Consignes de l'exercice:
1 – Selon le texte sur la statue de Rosa Bonheur, qu'est-ce qui a placé l'artiste au premier rang des peintres de son temps ? Répondez en une à trois phrases.
2 – D'après le texte sur la statue de Rosa Bonheur, quel sculpteur a réalisé cette statue ?
3 – Écrivez la suite du texte sur la statue de Rosa Bonheur, à partir de l'endroit où il s'arrête.

01/01/2021



Rosa Bonheur


Elle s’élève sur un parterre de fleurs. Elle embrasse de son regard l'un des plus beaux jardins à l'anglaise, non pas d’outre-Manche mais en France. Son nom exhale un parfum d’extase et de félicité. Au cœur du Jardin public, à Bordeaux, trône la statue de Rosa Bonheur. Laissons la ville de Bordeaux en dresser son portrait : « Rosa Bonheur (1822-1899), artiste peintre et sculptrice bordelaise, a connu la célébrité de son vivant. Ses deux tableaux les plus connus Le labourage Nivernais (Musée d’Orsay) et son chef-d’œuvre Le marché des chevaux (Metropolitan Museum de New York) l’ont placée au premier rang des peintres de son temps. Personnalité féministe engagée, éprise de liberté et d’indépendance, elle a été la première femme artiste a être élevée au titre de chevalier de la Légion d’honneur en 1865. Cette sculpture a été réalisée en 1909-1910 par le sculpteur bordelais Gaston Veuvenot Leroux. »

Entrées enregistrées
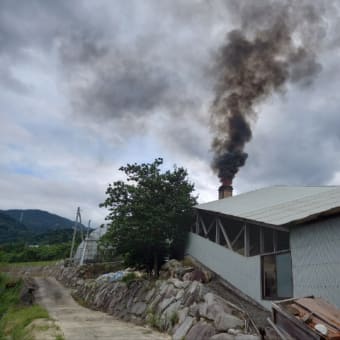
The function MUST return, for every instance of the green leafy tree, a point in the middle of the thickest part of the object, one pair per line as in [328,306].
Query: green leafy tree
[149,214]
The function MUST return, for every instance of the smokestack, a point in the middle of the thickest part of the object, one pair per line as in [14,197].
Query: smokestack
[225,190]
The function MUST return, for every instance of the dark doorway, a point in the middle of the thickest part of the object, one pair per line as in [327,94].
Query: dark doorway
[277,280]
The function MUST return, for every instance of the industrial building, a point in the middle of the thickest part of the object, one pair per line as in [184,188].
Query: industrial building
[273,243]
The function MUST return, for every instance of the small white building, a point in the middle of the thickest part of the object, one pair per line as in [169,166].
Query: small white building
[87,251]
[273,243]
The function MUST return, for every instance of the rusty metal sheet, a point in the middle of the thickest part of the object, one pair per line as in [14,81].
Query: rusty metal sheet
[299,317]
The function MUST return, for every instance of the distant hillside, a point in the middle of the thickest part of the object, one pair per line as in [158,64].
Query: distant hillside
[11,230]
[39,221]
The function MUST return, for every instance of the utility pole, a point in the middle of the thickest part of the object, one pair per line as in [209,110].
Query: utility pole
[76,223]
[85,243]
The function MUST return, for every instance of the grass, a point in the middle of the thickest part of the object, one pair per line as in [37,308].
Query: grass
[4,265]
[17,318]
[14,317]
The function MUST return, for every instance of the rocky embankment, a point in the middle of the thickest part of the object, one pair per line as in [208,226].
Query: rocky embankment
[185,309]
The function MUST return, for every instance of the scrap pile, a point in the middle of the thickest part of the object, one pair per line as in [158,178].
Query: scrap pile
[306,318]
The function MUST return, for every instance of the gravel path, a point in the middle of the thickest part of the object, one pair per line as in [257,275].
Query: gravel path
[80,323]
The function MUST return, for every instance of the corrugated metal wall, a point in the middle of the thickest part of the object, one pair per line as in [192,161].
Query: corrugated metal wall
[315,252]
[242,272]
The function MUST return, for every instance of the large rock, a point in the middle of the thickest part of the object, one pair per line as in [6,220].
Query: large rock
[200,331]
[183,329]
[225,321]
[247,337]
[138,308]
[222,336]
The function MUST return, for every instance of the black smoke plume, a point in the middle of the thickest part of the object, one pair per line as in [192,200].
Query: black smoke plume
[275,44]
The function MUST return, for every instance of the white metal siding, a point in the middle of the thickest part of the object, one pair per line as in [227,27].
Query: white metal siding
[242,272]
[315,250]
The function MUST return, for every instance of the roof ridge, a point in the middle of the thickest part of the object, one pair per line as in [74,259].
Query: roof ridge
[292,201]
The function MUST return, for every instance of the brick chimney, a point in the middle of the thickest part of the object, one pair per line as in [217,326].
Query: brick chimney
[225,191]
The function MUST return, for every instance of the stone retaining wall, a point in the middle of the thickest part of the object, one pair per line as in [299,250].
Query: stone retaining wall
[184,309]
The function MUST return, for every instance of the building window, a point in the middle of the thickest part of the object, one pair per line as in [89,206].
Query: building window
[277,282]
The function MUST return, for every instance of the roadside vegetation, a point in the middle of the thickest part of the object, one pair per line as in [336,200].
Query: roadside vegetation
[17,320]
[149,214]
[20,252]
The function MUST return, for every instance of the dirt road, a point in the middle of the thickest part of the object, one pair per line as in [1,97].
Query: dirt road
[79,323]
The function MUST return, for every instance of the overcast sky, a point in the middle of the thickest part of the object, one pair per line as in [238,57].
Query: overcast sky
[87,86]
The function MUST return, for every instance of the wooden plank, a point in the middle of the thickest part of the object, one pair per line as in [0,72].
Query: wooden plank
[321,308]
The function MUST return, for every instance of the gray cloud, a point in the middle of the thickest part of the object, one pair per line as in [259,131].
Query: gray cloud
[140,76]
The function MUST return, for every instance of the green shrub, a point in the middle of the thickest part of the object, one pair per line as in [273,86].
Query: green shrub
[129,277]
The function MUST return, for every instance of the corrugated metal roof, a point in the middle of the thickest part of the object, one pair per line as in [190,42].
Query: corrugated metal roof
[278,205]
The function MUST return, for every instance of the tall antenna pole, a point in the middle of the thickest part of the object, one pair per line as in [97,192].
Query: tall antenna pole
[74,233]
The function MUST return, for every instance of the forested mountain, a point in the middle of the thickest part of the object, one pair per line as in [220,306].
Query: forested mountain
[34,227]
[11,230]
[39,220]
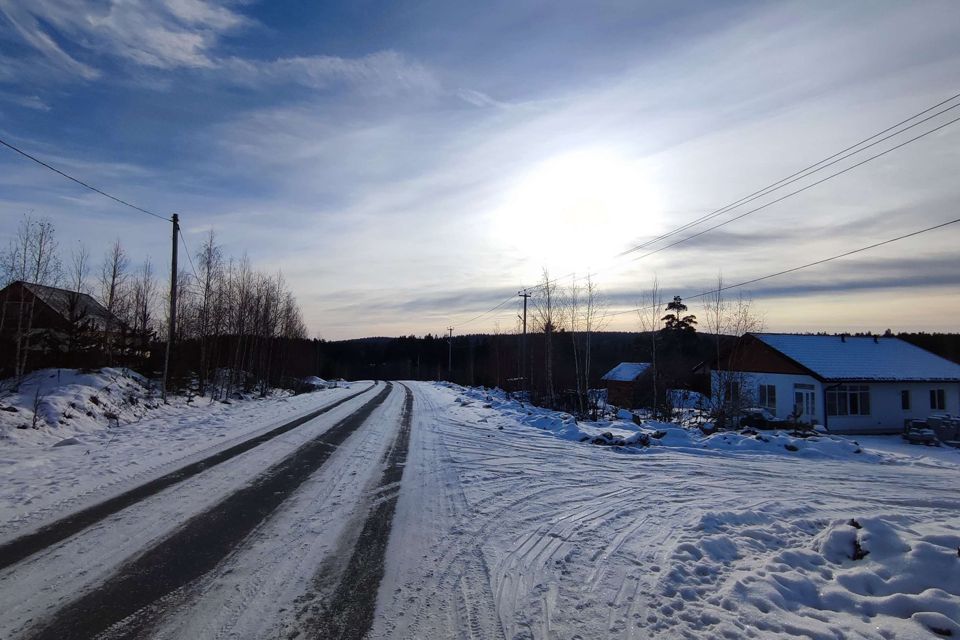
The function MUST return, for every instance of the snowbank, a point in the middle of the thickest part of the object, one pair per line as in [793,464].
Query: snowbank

Liste des réponses:
1 – Ce sont ses deux tableaux les plus connus qui l'ont placée au premier rang des peintres de son temps. Il s'agit du Labourage nivernais, conservé au musée d'Orsay, et de son chef-d'œuvre, Le marché des chevaux, conservé au Metropolitan Museum de New York.

2 – Le sculpteur bordelais Gaston Veuvenot Leroux l'a réalisée en 1909-1910.

3 –
 

Récemment restaurée, la statue de Rosa Bonheur a retrouvé son lustre ancien. Longtemps recouverte de mousses et lichens, sa palette de peinture brisée, la sculpture brille désormais de mille feux dont les flammes sont loin d’être une simple métaphore. Car le miracle d’une rencontre advint, celle de l’éther et de la lumière.



Durant les mois d’été, comme attirés par la palette du peintre, des rayons de soleil viennent frapper sa surface, s’y réfléchissent et retournent vers les cieux. Lumière blanche sur palette blanche. Quelques gouttes de pluie suffiraient à en décomposer le spectre lumineux pour qu’apparaissent tel un arc-en-ciel, du rouge, orange, jaune, au vert, bleu, indigo et violet comme autant de taches de peinture à l’huile sur une palette de peintre. Mais les mois ont passé. Les fleurs fanées, le virus à couronne ragaillardi, le soleil s’en est allé et cet hiver, le mur des arcades situées derrière la statue s’est couvert d’autres lumières... graphomanes et graffiti.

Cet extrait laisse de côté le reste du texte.